### [Data to use]
□ □ □

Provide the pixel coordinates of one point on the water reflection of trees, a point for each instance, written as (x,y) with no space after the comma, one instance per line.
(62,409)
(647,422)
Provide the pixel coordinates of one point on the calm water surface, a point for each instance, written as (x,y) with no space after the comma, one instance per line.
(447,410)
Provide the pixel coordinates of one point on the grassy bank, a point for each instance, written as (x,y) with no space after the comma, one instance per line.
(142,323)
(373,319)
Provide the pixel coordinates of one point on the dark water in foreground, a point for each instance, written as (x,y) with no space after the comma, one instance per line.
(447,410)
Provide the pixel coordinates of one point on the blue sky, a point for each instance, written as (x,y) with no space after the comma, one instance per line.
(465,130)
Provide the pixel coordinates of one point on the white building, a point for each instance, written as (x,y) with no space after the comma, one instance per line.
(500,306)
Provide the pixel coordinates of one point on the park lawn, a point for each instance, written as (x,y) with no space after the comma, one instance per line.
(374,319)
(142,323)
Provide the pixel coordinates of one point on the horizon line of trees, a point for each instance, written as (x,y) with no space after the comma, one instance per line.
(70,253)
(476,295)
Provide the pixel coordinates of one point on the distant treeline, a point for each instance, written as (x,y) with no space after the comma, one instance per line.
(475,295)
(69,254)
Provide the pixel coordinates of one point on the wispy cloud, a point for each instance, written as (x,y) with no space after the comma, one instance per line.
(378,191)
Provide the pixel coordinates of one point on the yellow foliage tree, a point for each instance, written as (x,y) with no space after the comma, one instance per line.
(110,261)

□ □ □

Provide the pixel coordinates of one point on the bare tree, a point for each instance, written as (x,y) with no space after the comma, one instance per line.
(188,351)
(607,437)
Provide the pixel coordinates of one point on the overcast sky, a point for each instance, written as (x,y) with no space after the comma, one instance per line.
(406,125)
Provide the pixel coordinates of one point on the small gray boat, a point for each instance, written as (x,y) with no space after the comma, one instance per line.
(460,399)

□ □ □

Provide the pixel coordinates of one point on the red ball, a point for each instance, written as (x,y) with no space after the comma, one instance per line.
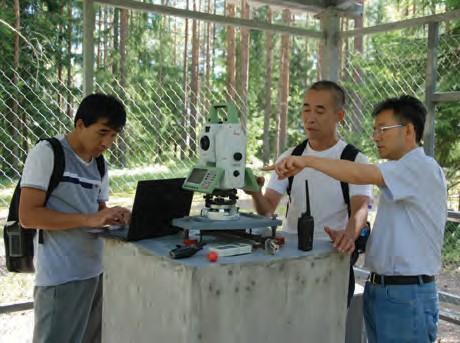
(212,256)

□ □ □

### [The task]
State how many lines of the records above contain the word "trees". Give only the number.

### [Answer below]
2